The expected output is the first line of the data below and every line after it, up to and including the line containing "Target: small framed artwork", each reproduced exactly.

[Records from a data source]
>>>>

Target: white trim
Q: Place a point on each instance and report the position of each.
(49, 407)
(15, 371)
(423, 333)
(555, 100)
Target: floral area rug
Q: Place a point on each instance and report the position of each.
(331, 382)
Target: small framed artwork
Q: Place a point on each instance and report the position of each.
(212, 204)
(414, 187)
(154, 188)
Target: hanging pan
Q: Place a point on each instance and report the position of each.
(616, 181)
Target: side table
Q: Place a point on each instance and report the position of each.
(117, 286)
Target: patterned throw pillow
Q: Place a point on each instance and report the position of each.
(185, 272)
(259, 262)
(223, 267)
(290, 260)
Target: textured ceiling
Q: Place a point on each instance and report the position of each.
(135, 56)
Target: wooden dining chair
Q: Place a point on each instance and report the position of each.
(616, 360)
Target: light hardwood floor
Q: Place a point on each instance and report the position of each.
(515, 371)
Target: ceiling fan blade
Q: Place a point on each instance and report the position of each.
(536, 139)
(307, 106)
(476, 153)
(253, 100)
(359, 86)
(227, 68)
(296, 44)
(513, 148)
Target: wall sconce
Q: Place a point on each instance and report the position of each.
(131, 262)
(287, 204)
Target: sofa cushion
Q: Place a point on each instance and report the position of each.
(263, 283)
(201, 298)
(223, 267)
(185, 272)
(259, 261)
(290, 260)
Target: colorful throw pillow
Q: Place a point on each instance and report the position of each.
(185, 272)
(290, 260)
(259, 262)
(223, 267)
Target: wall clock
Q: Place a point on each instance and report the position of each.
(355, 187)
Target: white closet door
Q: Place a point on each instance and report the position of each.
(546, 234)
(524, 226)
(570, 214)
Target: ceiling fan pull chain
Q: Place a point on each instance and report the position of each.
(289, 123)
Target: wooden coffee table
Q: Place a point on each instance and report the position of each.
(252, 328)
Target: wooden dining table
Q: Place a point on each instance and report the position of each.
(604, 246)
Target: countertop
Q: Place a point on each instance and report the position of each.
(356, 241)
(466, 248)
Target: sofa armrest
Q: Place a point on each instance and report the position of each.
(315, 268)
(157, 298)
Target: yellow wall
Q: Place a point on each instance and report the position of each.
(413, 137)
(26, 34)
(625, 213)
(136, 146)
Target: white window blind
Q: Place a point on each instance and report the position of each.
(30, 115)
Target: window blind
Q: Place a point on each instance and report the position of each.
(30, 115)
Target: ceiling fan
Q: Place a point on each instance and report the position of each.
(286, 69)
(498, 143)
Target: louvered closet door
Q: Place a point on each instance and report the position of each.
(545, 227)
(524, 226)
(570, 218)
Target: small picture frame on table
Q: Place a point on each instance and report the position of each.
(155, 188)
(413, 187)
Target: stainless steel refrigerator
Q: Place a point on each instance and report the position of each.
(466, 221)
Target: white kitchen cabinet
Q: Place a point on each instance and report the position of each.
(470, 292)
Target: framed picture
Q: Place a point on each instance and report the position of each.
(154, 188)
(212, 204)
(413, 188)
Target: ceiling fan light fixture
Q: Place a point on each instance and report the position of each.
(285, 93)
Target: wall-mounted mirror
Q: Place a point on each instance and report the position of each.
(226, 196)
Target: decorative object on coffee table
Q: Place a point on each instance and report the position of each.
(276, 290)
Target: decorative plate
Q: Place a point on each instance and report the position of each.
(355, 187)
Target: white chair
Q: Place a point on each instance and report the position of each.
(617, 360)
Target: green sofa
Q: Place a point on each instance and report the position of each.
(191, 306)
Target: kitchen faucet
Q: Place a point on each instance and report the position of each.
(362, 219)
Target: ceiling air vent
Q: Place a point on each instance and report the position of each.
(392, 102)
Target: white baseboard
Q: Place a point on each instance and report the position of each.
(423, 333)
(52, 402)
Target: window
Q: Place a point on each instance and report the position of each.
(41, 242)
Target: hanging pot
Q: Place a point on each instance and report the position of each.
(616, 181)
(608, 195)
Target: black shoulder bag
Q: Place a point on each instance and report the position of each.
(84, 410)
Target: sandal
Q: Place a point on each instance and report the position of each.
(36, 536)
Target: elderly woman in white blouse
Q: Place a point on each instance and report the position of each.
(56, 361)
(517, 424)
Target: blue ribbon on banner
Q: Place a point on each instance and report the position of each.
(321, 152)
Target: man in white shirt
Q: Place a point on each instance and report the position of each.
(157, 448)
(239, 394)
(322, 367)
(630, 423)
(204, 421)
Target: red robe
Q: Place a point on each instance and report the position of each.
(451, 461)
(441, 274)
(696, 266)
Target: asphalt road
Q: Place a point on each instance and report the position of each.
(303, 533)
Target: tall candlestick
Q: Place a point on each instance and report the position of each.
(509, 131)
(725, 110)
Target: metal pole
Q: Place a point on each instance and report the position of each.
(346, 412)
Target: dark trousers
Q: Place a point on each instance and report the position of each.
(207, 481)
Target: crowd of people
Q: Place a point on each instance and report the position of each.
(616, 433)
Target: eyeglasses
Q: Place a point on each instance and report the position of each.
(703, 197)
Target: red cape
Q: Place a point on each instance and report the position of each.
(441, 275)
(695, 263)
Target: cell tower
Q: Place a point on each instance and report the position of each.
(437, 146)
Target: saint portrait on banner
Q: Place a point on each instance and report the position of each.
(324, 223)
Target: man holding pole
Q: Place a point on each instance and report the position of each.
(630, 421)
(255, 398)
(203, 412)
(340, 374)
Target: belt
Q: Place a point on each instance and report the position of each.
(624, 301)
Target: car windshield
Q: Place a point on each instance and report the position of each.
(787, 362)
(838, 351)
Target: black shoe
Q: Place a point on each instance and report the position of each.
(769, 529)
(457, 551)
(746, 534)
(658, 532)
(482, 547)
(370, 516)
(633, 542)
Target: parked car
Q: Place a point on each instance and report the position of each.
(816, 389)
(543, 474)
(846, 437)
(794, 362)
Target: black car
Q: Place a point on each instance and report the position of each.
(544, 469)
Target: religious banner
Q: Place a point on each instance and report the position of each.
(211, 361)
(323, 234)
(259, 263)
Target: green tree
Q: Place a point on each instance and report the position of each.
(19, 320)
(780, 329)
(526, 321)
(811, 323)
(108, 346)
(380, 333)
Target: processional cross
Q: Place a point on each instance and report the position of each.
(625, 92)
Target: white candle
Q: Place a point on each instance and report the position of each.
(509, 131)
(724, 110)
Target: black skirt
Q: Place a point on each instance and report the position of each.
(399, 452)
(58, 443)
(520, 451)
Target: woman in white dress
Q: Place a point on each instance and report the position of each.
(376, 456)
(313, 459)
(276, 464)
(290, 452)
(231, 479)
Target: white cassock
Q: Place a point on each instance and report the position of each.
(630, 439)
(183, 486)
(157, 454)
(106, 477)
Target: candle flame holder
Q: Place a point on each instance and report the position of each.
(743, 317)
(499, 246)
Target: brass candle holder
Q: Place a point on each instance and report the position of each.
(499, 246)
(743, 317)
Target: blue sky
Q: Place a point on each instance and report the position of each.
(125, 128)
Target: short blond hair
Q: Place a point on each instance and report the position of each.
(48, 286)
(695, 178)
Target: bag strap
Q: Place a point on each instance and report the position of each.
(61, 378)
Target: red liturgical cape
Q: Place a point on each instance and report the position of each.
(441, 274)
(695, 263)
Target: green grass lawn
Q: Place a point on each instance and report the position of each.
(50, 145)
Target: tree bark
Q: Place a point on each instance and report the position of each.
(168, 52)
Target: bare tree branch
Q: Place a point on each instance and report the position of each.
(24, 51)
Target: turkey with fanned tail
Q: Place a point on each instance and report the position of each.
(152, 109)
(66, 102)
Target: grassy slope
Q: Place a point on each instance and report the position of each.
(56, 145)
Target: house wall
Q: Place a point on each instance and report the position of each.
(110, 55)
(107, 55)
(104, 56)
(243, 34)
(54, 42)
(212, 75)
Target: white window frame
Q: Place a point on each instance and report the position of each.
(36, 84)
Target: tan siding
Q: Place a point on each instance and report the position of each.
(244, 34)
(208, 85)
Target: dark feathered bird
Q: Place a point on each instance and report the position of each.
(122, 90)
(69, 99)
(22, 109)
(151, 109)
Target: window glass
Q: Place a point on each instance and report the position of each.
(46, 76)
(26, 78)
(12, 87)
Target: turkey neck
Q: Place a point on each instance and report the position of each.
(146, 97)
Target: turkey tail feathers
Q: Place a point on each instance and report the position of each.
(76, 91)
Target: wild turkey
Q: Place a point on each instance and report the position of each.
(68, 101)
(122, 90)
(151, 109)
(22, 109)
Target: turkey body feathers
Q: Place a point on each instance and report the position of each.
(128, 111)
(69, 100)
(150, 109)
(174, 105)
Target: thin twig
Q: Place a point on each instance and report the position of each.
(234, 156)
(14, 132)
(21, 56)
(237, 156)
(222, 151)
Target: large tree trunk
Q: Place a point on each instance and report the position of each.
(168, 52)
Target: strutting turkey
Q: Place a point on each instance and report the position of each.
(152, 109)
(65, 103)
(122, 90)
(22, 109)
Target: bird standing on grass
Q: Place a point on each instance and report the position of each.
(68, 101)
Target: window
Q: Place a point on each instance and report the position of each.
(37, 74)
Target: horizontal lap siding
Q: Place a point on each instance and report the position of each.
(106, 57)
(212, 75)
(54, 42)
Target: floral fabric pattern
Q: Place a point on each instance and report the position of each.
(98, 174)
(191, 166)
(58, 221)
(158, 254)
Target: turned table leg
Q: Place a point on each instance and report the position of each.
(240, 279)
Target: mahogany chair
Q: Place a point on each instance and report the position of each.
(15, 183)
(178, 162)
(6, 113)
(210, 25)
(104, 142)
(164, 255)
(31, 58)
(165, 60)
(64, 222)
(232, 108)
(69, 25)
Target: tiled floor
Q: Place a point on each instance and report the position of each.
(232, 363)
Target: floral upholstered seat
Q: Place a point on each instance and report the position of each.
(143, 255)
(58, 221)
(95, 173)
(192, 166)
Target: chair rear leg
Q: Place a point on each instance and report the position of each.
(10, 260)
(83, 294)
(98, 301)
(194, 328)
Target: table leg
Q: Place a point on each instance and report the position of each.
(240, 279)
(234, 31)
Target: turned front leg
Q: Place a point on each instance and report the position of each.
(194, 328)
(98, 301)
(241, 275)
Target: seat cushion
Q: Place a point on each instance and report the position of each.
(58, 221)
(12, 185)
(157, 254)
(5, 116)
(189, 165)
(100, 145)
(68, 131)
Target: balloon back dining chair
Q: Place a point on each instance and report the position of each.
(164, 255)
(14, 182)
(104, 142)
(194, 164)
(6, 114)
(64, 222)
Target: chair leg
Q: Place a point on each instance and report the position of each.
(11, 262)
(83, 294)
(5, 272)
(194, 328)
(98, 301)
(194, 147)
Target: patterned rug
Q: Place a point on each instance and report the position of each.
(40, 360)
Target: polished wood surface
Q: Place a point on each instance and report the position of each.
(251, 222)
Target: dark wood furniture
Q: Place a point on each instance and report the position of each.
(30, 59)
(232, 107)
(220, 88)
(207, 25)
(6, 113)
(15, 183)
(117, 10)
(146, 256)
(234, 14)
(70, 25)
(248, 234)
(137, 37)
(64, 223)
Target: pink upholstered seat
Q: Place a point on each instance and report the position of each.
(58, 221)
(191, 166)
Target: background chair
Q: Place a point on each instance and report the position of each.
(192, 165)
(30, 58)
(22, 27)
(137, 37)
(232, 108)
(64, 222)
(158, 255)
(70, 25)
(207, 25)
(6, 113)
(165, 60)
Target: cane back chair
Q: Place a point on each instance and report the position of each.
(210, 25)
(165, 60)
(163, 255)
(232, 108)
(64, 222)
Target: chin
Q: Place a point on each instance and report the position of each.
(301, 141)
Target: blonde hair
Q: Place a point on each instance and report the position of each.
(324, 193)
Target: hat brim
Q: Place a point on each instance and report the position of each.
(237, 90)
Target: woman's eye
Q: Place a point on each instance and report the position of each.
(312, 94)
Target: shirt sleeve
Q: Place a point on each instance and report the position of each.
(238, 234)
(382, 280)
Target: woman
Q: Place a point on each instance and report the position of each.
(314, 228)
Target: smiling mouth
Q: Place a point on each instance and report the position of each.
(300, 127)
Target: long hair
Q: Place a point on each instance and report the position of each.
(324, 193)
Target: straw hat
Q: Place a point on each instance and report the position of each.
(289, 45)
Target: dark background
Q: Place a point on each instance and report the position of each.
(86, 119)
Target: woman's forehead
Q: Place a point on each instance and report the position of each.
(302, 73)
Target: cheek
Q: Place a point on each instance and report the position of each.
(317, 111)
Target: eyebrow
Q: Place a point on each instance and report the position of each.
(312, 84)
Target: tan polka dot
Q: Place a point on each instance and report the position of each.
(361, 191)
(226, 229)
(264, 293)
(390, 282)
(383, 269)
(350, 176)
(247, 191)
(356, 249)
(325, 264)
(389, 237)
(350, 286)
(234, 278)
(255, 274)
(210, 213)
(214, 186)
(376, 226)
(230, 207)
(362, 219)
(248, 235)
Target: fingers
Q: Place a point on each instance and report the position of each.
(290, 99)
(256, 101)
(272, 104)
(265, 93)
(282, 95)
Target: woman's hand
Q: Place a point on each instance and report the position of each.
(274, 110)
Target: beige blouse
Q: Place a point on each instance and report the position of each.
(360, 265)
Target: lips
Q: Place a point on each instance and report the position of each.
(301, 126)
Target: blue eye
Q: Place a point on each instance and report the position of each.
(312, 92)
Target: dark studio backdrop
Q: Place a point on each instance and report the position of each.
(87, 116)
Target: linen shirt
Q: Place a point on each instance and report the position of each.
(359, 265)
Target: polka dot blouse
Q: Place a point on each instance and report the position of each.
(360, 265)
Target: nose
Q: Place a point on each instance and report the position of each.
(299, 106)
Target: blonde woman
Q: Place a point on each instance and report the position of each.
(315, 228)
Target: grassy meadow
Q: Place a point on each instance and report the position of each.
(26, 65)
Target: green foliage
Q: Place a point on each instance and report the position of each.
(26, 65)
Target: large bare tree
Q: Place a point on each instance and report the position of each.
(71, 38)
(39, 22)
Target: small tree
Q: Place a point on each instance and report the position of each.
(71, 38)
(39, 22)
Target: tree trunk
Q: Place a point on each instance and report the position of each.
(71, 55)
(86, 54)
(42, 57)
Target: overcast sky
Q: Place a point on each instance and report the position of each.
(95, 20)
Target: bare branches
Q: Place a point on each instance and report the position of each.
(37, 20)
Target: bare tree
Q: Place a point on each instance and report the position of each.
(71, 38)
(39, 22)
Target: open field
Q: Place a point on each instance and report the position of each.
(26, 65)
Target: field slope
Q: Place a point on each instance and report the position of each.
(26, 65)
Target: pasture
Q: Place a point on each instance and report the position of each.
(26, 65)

<<<<

• **Response**
Target: white trim
Q: Place a point on each instance and report the position of each.
(49, 407)
(15, 371)
(423, 333)
(555, 100)
Target: floral area rug
Q: Place a point on each instance and report the position of each.
(331, 382)
Target: small framed artwork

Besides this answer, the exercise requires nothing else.